**Tasks and exercises:**
**1.** From the passage on enamel damage after bracket debonding, list each group the bracket bases were sorted into, with its description and percentage.
**2.** Reproduce word for word everything in the passage on enamel damage after bracket debonding from "A new Italian" down to "be clinically relevant.".

Passage below:

A new Italian study, published in The Angle Orthodontist, evaluated whether the debonding procedure leads to restitutio ad integrum on the enamel surface. The researchers looked at the presence of enamel within the bracket base remnants after debonding. They found that the objective of an atraumatic debonding has not yet been achieved and that in some cases the damage could be clinically relevant.
The study included 60 patients who completed orthodontic treatment with fixed appliances. A total of 1068 brackets were microphotographed. The brackets presenting some remnants on the base (n=818) were then selected and analyzed with ImageJ software to measure the remnant area. From this sample, the researchers selected a statistically significant sample (n=100) and observed those under a scanning electron microscope to check for the presence of enamel within the remnants. Energy dispersive x-ray spectrometry was also performed to obtain quantitative data.
The results showed statistically significant differences in the remnant percentage between arches for incisor and canine brackets (P<.0001 and P=.022, respectively). In addition, using morphologic analysis of the scanning electron micrographs, the bracket bases were categorized in 3 groups: group A, bases presenting a thin enamel coat (83%); group B, bases showing sizable enamel fragments (7%); group C, bases with no morphologic evidence of enamel presence (10%). Calcium presence was noted on all of the evaluated brackets under energy dispersive x-ray spectrometry. The researchers noted no significant difference in the Ca/Si ratio between group A (16.21%) and group B (18.77%), where as the Ca/Si ratio in group C (5.40%) was significantly lower than that of the other groups (P<.323 and P=.0001, respectively).

End of Passage.
Record extracts below:

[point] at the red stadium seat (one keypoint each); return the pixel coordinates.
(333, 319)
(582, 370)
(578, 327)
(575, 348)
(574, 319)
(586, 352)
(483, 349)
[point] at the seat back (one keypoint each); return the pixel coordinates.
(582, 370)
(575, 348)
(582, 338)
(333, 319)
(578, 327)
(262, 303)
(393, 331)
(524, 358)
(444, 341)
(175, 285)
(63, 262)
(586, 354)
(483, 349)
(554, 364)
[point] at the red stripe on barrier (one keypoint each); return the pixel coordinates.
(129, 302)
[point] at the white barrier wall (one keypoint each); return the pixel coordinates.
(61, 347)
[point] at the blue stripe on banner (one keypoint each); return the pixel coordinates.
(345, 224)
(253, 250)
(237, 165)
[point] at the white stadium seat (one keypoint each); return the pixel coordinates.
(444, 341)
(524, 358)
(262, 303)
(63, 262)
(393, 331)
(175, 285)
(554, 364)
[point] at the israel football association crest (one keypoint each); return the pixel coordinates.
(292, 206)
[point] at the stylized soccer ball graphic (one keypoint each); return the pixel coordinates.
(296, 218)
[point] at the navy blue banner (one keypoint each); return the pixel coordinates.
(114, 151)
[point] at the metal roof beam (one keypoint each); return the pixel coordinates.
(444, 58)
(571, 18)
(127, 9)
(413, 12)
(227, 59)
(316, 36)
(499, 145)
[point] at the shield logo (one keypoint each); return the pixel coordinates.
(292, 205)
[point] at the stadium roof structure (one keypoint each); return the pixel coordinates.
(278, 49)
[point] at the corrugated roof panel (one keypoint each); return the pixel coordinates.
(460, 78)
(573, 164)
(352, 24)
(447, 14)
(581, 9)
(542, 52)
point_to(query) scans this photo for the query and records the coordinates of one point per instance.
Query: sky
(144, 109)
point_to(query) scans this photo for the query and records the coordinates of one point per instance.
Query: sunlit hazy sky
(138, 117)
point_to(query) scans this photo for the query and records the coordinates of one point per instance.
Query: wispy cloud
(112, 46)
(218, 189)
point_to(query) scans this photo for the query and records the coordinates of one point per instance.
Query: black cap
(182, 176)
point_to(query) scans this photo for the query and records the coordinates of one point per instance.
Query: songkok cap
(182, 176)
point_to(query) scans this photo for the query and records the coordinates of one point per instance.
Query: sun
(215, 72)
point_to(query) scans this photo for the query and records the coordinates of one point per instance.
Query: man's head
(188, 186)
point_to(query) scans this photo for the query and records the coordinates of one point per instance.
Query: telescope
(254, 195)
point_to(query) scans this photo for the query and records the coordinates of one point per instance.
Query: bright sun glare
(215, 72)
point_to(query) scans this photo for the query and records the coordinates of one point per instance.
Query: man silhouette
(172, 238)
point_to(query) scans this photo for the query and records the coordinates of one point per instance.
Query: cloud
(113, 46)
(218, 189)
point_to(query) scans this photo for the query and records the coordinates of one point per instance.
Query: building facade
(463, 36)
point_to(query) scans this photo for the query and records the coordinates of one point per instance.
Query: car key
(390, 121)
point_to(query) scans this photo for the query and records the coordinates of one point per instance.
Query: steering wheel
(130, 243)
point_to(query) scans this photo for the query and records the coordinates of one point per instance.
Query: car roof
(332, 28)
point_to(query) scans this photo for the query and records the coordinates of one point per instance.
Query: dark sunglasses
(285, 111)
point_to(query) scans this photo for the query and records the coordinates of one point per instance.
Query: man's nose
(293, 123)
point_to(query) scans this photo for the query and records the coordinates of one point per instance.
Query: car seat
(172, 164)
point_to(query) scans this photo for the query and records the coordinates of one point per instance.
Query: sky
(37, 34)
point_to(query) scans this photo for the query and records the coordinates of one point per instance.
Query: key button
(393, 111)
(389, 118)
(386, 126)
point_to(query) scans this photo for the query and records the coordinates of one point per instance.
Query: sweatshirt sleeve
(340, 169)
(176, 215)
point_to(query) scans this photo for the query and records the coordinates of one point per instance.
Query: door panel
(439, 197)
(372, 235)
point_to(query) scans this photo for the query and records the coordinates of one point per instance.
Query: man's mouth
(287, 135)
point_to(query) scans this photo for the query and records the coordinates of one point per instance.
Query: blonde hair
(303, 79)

End of Record extracts.

**Exercise responses:**
**1.**
- Group A: bases presenting a thin enamel coat (83%)
- Group B: bases showing sizable enamel fragments (7%)
- Group C: bases with no morphologic evidence of enamel presence (10%)

**2.**
A new Italian study, published in The Angle Orthodontist, evaluated whether the debonding procedure leads to restitutio ad integrum on the enamel surface. The researchers looked at the presence of enamel within the bracket base remnants after debonding. They found that the objective of an atraumatic debonding has not yet been achieved and that in some cases the damage could be clinically relevant.